### GIVEN PASSAGE
——

AGC’s Citizenship Portal: A Practical Bridge

While the legislative battles around immigration reform continue to play out, AGC has moved to address the immediate needs of its members’ workforce through a new, practical tool: the AGC Citizenship and Immigration Support Portal.

Developed in partnership with the National Immigration Forum and powered by the Citizenshipworks platform, the portal is a resource offered directly to member firm employees and their families. It provides two key functions: it helps individuals determine whether they qualify for U.S. citizenship, and if so, connects them with vetted legal professionals to review their N-400 application at no charge. The USCIS filing fees still apply (approximately $760) but the legal review itself is provided pro-bono through the program.

For workers who may not be eligible for citizenship, the portal also serves as a referral network to connect individuals to vetted immigration attorneys who can assess what visa categories or legal statuses they may qualify for, helping them understand how to remain in the workforce legally. Background materials are available in both English and Spanish.

The portal is accessible through the Citizenshipworks.org platform, with a dedicated AGC landing page. AGC members are encouraged to share the resource broadly with their workforce. For more information, visit citizenshipworks.org/Campaign/naw-agc

America’s Moving Forward: Making the Political Case

Workforce fixes, however, require legislation, which is the driving force behind AGC’s recently launched public advocacy campaign, America’s Moving Forward. This is a targeted effort to push Congress on infrastructure investment, permitting reform and workforce development funding.

Deniz Mustafa, representing AGC’s government affairs team, said, “Segmentation surveys and focus groups allowed AGC to create the content for this effort,” noting the campaign is specifically designed to resonate with a broad, bipartisan audience.

Among the campaign’s legislative priorities: reform of the Workforce Innovation and Opportunity Act (WIOA) to provide more dedicated funding for construction training; expansion of the Carl D. Perkins Career and Technical Education Act; and the creation of new temporary work visa pathways specifically for construction.

——

[Items from a data source]
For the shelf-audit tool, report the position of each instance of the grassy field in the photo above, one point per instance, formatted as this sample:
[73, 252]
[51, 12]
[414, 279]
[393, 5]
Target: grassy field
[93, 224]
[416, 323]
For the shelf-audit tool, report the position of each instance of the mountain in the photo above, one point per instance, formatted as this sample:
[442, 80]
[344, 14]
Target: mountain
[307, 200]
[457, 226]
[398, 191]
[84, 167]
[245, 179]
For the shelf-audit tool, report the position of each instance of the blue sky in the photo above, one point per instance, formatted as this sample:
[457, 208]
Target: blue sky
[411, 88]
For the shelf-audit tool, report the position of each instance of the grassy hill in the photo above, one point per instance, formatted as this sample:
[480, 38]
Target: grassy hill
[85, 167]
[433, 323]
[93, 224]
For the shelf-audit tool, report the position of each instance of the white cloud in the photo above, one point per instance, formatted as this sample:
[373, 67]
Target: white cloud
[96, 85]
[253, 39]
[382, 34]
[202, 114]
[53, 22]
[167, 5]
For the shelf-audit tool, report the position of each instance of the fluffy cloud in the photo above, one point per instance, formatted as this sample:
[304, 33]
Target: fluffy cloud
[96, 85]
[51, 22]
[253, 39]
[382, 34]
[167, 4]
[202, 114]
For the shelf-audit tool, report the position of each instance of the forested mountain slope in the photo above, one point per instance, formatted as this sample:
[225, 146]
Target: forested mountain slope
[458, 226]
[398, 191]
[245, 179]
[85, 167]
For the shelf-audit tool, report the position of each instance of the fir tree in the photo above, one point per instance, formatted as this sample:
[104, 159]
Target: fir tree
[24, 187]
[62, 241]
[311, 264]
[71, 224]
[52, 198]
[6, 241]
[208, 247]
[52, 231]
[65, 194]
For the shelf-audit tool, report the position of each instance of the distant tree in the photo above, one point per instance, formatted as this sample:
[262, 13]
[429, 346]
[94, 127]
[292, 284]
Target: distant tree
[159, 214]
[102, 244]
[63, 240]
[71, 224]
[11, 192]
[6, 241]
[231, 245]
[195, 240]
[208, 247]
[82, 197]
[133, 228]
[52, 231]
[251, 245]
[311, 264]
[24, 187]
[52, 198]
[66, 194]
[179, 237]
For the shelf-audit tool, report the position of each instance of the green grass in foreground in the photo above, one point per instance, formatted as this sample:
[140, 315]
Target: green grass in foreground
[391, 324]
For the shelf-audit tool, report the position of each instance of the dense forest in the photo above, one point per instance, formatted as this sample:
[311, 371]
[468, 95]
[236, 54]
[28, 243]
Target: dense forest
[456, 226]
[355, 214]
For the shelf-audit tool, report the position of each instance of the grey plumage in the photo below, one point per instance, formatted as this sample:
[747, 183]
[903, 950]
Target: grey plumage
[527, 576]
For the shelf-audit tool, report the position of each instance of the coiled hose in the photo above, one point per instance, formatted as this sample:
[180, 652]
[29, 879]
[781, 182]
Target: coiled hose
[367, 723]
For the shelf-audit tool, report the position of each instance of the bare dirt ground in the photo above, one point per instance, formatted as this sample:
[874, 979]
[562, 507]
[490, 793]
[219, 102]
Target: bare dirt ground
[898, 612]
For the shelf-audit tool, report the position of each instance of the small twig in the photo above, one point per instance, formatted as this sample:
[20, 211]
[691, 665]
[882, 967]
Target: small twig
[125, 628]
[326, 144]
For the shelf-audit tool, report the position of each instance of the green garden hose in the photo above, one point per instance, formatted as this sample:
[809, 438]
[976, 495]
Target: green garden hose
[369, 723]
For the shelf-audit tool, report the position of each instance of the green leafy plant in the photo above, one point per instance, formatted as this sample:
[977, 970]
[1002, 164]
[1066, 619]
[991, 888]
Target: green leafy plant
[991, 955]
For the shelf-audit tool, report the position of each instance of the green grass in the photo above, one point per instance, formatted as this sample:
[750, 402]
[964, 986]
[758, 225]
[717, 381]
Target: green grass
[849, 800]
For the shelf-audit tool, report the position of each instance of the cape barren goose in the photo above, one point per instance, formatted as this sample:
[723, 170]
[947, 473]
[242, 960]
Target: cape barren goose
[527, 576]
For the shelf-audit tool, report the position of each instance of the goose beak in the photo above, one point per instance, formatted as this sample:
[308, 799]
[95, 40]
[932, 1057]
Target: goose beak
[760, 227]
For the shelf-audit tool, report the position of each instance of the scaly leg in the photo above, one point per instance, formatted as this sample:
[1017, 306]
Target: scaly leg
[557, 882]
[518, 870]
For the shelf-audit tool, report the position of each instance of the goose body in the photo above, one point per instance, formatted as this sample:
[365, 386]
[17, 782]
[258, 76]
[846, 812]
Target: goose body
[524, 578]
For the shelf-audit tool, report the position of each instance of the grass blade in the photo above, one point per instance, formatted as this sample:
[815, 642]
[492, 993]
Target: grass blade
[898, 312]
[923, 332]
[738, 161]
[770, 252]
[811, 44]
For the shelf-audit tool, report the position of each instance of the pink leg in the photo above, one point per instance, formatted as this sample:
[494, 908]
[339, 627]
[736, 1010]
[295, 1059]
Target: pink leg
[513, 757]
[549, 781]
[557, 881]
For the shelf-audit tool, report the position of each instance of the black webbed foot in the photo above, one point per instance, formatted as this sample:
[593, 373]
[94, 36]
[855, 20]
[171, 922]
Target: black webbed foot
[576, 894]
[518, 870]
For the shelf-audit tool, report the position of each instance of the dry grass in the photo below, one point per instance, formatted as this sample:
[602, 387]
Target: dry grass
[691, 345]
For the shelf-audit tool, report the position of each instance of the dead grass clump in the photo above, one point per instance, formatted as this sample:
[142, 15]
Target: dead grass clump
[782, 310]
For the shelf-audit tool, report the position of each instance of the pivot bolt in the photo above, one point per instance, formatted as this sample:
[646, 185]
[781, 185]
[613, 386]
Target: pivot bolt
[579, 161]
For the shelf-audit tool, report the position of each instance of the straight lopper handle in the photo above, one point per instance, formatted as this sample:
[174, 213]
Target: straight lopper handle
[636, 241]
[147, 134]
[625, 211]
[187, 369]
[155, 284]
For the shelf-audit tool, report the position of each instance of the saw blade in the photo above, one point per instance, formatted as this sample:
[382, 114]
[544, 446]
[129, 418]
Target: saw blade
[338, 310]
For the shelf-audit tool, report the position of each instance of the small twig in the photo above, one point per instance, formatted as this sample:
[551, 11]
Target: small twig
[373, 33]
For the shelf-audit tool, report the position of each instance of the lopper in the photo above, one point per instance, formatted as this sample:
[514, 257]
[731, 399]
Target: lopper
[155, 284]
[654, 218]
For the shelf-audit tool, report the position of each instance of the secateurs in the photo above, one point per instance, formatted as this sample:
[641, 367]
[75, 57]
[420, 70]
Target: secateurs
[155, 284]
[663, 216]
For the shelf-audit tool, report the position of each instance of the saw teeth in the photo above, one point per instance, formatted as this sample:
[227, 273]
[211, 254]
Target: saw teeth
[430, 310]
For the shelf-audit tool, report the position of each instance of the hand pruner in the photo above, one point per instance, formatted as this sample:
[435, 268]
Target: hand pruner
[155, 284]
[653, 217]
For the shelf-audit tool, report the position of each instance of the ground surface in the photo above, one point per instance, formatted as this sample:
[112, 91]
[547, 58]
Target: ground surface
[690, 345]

——

Retype the part of the passage on AGC's citizenship portal and advocacy campaign starting with "Among the campaign’s" and going on through "specifically for construction.".

Among the campaign’s legislative priorities: reform of the Workforce Innovation and Opportunity Act (WIOA) to provide more dedicated funding for construction training; expansion of the Carl D. Perkins Career and Technical Education Act; and the creation of new temporary work visa pathways specifically for construction.